Waarlijk, het gymnasiale onderwijs moet veel goeds bevatten, er moeten ook vele flinke docenten aan verbonden zijn geweest, dat het niet sinds lang aan dezen kanker overleden is.
Hoe geheel anders had sinds jaren het resultaat der gymnasiale studiën kunnen zijn, indien - wat ook door der zake kundige gecommitteerden met overtuiging werd bepleit “in kleineren kring” - de examinatoren hadden mogen onderzoeken: met hoeveel inzicht en toewijding de leerlingen zich onder leiding van opgewekte, breed ontwikkelde en studeerende docenten met de “klassieke stukken” hadden vertrouwd gemaakt. Het ware al een poover gecommitteerde geweest, die niet had gemerkt, of een gymnasium door te groote beperking in het aantal dier stukken het op examendressuur aanlegde. Voor docenten ware het een spoorslag geweest eens rustig het volle licht van het eigen inzicht op een tekst te laten vallen. Hoe zouden de litteraire talenten van menig leeraar, die thans zijn dieper wezen, zijn willen en kunnen uitsluitend aan werk buiten de school wijdt, aan de lessen zijn ten goede gekomen. Hoeveel fleuriger ware menig uur geweest; hoeveel meer waren de jonge talenten der leerlingen tot ontluiken uitgelokt; hoe zouden er velen het gymnasium hebben verlaten met een nooit te verliezen indruk, hetzij van de antieke tragedie, hetzij van het epos, hetzij van Plato's fijne urbane samenspraken, hetzij van de machtige eloquentie der oude rhetorica. Terwijl thans na vele uren van wel voor afwisseling vatbaar doch uitteraard grammaticaal onderwijs, de laatste jaren werden vergald door de zorg, dat de jongens toch een stukje van dit en een brokje van dat, voor het eerst gezien, zouden kunnen overzetten.

***

## OPDRACHT A
Citeer uit de tekst over het gymnasiale onderwijs letterlijk het stuk van "Waarlijk, het gymnasiale" tot en met "kanker overleden is.".
De lijst hieronder heeft niets met de tekst over het gymnasiale onderwijs te maken.

## DATASETFRAGMENT
***

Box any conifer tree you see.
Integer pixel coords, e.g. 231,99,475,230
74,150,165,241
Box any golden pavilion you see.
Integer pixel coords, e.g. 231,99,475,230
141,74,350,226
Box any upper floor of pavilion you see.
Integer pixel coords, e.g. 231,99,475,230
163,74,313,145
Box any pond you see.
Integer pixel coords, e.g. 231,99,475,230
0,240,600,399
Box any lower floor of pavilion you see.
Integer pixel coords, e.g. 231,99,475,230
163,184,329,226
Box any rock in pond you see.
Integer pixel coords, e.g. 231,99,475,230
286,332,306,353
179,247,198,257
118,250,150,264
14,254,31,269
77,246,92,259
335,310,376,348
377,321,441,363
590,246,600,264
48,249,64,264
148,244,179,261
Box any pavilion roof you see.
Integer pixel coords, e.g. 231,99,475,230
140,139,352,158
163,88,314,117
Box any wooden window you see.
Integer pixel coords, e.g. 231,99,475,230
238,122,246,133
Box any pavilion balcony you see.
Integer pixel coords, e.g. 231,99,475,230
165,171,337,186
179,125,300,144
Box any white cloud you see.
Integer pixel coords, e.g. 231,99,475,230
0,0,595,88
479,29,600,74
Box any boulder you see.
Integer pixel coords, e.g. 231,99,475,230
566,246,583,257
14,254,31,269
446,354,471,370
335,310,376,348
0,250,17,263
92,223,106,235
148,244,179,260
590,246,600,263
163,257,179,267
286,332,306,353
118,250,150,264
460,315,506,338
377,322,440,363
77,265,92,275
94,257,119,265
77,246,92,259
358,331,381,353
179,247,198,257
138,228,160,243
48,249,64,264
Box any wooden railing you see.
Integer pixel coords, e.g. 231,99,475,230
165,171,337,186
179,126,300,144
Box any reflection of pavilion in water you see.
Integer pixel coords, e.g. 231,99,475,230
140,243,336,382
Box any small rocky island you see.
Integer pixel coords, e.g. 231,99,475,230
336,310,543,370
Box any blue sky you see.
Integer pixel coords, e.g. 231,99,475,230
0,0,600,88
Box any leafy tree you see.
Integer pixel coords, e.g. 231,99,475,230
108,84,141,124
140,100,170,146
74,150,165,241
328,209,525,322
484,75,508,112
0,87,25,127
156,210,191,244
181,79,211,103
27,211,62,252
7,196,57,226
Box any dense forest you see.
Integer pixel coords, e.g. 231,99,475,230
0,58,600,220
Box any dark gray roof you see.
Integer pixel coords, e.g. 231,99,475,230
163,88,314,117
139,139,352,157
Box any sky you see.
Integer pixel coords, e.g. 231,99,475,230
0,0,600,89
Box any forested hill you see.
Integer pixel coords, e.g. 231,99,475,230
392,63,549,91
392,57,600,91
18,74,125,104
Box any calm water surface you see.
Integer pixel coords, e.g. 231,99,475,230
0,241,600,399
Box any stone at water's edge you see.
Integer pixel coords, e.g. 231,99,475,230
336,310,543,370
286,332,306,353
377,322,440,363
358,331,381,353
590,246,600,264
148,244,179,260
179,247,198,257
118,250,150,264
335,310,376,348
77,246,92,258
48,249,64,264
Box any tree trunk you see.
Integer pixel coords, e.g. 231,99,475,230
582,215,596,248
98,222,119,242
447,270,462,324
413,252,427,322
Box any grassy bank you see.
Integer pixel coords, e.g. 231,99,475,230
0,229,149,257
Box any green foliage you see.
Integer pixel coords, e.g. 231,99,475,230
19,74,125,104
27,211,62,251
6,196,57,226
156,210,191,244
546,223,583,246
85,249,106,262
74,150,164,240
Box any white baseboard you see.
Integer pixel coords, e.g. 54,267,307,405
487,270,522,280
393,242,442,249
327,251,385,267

***

## OPDRACHT B
Werk alsjeblieft in de lijst het stuk bij van de regel met "Box any lower floor of pavilion you see." tot en met de regel met "238,122,246,133": vervang "wooden window" door "window frame" en laat al het andere ongewijzigd. Geef alleen deze regels terug.

## UITGEWERKT ANTWOORD A
Waarlijk, het gymnasiale onderwijs moet veel goeds bevatten, er moeten ook vele flinke docenten aan verbonden zijn geweest, dat het niet sinds lang aan dezen kanker overleden is.

## UITGEWERKT ANTWOORD B
Box any lower floor of pavilion you see.
Integer pixel coords, e.g. 231,99,475,230
163,184,329,226
Box any rock in pond you see.
Integer pixel coords, e.g. 231,99,475,230
286,332,306,353
179,247,198,257
118,250,150,264
14,254,31,269
77,246,92,259
335,310,376,348
377,321,441,363
590,246,600,264
48,249,64,264
148,244,179,261
Box any pavilion roof you see.
Integer pixel coords, e.g. 231,99,475,230
140,139,352,158
163,88,314,117
Box any window frame you see.
Integer pixel coords, e.g. 231,99,475,230
238,122,246,133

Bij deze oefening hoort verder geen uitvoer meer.